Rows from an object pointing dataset
*-*-*
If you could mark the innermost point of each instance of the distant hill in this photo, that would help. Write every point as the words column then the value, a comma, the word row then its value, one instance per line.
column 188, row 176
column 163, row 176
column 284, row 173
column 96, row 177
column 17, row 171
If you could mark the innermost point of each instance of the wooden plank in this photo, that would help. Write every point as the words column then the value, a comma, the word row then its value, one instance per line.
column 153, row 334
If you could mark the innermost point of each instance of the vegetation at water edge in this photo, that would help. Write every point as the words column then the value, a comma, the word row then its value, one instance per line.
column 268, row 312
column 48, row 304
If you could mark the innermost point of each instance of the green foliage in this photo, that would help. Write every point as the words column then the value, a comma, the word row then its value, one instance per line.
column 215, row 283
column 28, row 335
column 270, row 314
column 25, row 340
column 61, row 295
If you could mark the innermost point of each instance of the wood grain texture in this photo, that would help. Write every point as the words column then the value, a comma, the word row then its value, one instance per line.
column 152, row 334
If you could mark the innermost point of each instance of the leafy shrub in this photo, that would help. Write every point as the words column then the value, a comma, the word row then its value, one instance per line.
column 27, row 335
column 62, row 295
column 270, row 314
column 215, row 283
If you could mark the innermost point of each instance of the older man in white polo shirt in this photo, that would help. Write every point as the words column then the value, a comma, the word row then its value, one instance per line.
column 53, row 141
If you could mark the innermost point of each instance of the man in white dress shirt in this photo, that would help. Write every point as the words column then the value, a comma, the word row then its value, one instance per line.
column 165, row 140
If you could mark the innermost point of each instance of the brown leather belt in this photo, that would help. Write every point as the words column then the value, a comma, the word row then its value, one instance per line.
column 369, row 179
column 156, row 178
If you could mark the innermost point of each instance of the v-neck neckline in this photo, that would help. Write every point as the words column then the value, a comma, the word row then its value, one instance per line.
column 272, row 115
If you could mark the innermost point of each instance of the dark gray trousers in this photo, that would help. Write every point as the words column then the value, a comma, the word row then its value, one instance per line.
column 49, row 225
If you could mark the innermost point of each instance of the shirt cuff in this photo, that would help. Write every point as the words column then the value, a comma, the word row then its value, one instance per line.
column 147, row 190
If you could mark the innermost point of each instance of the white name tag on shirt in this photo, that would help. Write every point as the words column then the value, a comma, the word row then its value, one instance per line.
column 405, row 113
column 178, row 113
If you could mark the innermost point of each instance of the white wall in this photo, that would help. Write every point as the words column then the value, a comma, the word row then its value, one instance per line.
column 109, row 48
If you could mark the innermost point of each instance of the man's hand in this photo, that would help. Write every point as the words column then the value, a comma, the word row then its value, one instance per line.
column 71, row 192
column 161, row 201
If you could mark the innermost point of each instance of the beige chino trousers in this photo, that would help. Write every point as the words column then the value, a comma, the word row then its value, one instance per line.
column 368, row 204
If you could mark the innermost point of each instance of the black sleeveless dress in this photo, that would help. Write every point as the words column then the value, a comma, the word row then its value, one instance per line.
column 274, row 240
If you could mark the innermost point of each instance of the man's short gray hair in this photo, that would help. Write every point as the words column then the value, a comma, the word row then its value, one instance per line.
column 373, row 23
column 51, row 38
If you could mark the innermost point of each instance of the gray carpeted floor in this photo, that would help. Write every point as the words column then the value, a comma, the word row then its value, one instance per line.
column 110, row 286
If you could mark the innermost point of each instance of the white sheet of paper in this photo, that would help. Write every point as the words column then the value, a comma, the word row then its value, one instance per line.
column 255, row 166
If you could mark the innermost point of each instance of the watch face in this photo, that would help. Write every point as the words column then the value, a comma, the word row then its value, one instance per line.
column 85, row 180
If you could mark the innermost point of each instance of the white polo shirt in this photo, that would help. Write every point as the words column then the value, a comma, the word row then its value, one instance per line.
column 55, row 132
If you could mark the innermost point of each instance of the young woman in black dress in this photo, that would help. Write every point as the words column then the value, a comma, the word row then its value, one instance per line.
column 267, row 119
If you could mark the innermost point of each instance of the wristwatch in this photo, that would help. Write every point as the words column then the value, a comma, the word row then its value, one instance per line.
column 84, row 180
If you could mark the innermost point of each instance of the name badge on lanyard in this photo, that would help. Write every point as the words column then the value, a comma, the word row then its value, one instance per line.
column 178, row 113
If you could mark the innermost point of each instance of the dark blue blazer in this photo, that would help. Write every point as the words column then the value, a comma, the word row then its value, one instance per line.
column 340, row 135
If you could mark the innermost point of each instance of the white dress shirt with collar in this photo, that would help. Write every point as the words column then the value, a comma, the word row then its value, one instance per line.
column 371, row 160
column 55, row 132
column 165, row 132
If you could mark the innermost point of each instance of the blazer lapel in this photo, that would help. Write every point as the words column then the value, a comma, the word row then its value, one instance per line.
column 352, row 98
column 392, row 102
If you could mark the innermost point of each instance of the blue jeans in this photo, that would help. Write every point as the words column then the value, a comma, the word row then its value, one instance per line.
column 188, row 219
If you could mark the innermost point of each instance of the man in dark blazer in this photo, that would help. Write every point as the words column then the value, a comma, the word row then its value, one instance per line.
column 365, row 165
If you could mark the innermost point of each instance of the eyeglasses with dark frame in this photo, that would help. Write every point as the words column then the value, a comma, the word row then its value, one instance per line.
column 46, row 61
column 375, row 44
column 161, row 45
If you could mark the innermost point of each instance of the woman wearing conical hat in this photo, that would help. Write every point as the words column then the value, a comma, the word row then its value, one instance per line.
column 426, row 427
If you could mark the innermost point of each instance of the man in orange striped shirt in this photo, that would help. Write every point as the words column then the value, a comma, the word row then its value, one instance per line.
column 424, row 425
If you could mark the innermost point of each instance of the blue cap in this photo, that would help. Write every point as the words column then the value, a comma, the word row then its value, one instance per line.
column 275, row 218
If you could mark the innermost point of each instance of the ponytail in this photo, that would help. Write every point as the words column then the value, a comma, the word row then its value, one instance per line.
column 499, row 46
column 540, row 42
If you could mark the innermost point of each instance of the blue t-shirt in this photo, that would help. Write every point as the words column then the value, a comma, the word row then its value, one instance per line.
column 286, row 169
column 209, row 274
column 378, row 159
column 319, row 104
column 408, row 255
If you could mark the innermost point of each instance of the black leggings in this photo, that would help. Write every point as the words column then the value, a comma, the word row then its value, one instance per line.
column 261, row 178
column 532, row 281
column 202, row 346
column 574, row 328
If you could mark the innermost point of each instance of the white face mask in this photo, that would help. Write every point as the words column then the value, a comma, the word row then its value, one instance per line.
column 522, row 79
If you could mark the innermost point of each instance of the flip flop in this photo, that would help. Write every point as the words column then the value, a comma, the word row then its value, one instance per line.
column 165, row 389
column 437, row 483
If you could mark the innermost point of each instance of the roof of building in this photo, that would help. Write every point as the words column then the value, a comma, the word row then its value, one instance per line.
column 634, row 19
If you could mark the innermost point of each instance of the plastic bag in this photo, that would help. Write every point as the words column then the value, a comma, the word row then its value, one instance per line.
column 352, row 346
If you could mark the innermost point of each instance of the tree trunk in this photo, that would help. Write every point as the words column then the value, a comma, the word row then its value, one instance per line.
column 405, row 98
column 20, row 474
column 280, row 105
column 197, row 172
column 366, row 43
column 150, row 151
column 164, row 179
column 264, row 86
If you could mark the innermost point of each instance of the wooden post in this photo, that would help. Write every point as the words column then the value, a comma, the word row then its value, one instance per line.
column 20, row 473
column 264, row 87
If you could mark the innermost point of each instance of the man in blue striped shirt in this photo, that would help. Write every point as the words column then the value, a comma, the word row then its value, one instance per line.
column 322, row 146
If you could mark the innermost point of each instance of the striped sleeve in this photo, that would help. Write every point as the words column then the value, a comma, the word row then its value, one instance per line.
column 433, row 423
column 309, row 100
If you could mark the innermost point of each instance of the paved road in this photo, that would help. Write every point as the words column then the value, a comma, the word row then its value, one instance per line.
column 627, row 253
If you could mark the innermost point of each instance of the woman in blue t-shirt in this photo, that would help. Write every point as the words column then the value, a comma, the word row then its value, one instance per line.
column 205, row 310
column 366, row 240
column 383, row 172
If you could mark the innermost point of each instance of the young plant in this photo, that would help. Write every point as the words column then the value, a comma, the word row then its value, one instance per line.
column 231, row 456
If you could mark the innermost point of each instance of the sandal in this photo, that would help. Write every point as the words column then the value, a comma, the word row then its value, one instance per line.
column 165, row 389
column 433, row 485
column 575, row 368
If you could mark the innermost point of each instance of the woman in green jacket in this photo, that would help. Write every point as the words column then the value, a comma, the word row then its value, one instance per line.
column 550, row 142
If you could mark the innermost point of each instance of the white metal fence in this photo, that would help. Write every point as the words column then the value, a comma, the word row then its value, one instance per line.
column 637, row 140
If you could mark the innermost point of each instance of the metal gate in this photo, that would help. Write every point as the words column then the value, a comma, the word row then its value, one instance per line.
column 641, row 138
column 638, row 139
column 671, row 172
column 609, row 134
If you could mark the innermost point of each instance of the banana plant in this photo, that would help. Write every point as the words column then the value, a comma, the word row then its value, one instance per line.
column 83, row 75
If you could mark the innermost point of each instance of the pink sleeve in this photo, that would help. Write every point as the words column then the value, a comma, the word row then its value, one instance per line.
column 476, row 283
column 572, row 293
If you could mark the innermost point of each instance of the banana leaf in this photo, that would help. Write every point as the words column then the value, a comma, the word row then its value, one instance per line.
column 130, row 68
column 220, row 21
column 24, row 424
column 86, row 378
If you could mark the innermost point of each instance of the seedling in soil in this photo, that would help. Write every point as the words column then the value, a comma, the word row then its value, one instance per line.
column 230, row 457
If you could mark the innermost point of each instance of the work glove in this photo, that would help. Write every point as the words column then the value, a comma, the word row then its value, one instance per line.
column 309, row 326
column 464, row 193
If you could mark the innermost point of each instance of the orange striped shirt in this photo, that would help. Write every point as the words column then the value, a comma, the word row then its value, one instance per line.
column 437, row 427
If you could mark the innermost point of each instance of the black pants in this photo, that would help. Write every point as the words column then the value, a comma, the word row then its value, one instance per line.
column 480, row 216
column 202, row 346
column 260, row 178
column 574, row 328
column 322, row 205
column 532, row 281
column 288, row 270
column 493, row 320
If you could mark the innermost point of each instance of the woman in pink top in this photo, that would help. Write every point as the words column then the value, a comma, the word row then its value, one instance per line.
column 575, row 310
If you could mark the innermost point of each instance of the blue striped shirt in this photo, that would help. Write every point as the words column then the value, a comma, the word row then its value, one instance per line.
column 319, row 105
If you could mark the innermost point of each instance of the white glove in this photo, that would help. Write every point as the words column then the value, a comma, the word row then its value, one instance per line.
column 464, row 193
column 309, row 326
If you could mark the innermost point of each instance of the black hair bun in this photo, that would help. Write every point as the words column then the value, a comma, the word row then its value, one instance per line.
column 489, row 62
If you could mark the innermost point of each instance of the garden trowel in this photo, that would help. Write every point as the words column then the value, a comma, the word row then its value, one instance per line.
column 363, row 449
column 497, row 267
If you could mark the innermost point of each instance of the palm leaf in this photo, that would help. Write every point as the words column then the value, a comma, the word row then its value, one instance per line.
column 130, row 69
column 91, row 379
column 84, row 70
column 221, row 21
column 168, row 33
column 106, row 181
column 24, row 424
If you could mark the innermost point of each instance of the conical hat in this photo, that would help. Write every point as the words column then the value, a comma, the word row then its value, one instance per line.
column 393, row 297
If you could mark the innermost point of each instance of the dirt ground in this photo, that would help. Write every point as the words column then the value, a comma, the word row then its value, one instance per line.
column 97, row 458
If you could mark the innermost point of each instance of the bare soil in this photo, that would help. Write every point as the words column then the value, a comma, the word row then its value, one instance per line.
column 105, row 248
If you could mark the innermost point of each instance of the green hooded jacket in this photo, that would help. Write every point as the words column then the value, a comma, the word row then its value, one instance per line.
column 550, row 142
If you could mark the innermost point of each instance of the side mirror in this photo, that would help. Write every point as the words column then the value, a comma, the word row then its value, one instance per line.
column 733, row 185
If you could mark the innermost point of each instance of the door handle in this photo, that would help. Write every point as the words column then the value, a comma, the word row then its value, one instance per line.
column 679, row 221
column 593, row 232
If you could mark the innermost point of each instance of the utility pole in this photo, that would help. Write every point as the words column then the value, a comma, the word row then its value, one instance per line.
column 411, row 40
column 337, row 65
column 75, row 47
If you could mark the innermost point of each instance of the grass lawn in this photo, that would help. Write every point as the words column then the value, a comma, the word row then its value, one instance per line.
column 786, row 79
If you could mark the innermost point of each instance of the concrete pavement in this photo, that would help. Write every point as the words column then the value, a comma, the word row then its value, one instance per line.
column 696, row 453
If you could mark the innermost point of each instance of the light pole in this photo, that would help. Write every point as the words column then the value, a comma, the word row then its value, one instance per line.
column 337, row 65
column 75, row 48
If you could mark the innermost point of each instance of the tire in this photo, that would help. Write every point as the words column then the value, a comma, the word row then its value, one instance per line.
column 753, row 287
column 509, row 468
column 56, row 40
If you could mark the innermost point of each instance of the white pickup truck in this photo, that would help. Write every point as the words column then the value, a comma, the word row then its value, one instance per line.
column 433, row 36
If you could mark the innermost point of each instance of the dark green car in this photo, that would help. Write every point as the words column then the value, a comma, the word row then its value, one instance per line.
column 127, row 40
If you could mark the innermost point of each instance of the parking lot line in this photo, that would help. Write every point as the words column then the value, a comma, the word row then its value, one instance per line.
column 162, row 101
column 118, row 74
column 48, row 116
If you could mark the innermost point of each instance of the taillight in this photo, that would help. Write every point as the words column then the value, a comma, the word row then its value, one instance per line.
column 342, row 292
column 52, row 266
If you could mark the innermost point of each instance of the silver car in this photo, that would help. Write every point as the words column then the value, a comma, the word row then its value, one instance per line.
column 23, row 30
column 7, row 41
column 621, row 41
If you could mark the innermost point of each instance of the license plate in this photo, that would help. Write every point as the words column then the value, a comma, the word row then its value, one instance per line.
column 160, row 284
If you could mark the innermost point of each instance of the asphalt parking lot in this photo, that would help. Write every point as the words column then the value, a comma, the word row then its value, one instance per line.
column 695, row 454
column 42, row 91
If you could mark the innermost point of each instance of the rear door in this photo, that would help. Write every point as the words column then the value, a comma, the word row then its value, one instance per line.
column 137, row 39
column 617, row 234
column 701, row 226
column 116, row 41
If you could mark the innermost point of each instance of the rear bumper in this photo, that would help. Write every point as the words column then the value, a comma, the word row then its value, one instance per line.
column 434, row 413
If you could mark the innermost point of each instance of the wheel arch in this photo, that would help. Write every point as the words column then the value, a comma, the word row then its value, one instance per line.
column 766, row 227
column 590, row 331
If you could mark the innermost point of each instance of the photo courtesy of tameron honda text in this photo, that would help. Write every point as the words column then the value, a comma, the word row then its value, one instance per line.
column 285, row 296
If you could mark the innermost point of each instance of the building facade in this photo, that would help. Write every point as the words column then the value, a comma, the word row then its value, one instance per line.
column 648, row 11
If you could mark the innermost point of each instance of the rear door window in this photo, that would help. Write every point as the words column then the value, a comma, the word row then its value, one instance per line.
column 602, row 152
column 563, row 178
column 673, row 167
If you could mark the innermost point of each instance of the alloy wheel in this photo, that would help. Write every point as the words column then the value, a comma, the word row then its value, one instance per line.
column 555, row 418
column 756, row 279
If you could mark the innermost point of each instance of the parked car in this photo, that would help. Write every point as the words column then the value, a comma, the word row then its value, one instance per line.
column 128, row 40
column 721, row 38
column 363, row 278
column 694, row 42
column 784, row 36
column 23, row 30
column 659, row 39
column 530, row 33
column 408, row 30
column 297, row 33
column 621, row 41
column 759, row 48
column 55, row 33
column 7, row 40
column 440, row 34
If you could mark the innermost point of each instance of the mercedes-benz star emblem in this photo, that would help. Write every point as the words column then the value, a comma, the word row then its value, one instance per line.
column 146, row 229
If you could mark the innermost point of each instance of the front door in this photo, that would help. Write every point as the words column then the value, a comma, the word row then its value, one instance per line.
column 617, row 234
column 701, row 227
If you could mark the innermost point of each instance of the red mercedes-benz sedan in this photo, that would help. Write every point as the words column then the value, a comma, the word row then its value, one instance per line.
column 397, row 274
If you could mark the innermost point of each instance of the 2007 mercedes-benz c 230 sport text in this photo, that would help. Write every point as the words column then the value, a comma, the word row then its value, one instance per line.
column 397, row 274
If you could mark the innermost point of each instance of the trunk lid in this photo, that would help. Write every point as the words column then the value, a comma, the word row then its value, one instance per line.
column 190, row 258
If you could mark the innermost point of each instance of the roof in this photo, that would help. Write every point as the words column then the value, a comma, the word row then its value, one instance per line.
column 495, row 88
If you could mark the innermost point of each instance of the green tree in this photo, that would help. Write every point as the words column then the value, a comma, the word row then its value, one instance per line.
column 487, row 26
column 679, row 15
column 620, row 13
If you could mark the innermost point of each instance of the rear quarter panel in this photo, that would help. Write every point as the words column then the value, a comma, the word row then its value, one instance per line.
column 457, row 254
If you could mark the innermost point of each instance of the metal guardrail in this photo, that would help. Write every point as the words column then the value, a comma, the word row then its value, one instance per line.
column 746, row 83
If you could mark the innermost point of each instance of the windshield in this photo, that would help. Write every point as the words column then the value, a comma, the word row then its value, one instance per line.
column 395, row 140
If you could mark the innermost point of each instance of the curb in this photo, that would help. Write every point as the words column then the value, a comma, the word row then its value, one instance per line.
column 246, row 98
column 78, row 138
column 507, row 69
*-*-*
Exercise brief
Copy out, unchanged, the part of the material that begins with the line containing "of the windshield" and runs through the end of the material.

Written answer
If you could mark the innermost point of each instance of the windshield in this photo, that would help. Write every point as the words column then the value, a comma, the word row then its value, one instance per line.
column 395, row 140
If you could mark the innermost point of each instance of the curb in this photo, that would help. Write every point as the words column then the value, a comma, the word row then its value, one instance per line.
column 246, row 98
column 78, row 138
column 507, row 69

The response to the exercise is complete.